## INSTRUÇÕES DO EXERCÍCIO
Reescreva o trecho do texto sobre criminalidade e mídia que se inicia com as palavras "Saliente-se que a" e se encerra com "agrado do público.", trocando "câmeras" por "lentes".

## TEXTO FORNECIDO
Antonio Cláudio Mariz de Oliveira

Uma das questões mais angustiantes da atualidade refere-se à criminalidade, que há décadas apresenta índices assustadores de crescimento. Note-se que, além de aumentar, o crime vem sendo praticado por segmentos que anteriormente pouco delinquiam e está alcançando valores e interesses até então imunes a violações.

O Estado tem competência exclusiva para investigar, responsabilizar e punir, diante da prática de condutas consideradas pela lei como criminosas. Sua atuação se faz por meio de agentes que participam de todas as fases da persecução penal, que são as autoridades policiais, os promotores de Justiça e os juízes de Direito. Como porta-voz dos direitos e das garantias do acusado existe o advogado, que exerce o direito de defesa, sem o qual não pode haver sequer a instauração de um processo contra o apontado culpado.

Esse quadro aparentemente singelo é, no entanto, de difícil entendimento para considerável parcela da sociedade, em face do tecnicismo que caracteriza a atividade judiciária. Por outro lado, o crime causa fortes sentimentos, que vão desde o ódio até a compaixão e provocam manifestações passionais de vários segmentos. Ademais, poucos acontecimentos despertam tanto o interesse da mídia como os eventos criminosos.

Saliente-se que a mídia televisada, sem dúvida, representa o mais eficiente elemento de aculturação do nosso tempo. No Brasil ela chega aonde a escola não chega. Com o crescimento da criminalidade, a mídia passou, no cumprimento de sua missão de informar, a desempenhar um papel de grande relevância, pois é nítida a sua influência na própria distribuição da justiça penal.

Alguns agentes do sistema penal se tornam presas fáceis das câmeras. Razões ligadas à própria natureza humana os deixam vulneráveis à exposição midiática e, com isso, deixam de ter presentes responsabilidades e deveres inerentes às suas funções de juiz, advogado, promotor e delegado. Verdadeiramente, deixam de se apresentar como exercentes de suas funções próprias e passam a desempenhar papéis e a dizer aquilo que imaginam ser do agrado do público.

## LINHAS DE DADOS
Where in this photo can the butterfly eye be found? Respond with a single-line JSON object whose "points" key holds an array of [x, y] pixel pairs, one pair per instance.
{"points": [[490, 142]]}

## RESOLUÇÃO DA TAREFA
Saliente-se que a mídia televisada, sem dúvida, representa o mais eficiente elemento de aculturação do nosso tempo. No Brasil ela chega aonde a escola não chega. Com o crescimento da criminalidade, a mídia passou, no cumprimento de sua missão de informar, a desempenhar um papel de grande relevância, pois é nítida a sua influência na própria distribuição da justiça penal.

Alguns agentes do sistema penal se tornam presas fáceis das lentes. Razões ligadas à própria natureza humana os deixam vulneráveis à exposição midiática e, com isso, deixam de ter presentes responsabilidades e deveres inerentes às suas funções de juiz, advogado, promotor e delegado. Verdadeiramente, deixam de se apresentar como exercentes de suas funções próprias e passam a desempenhar papéis e a dizer aquilo que imaginam ser do agrado do público.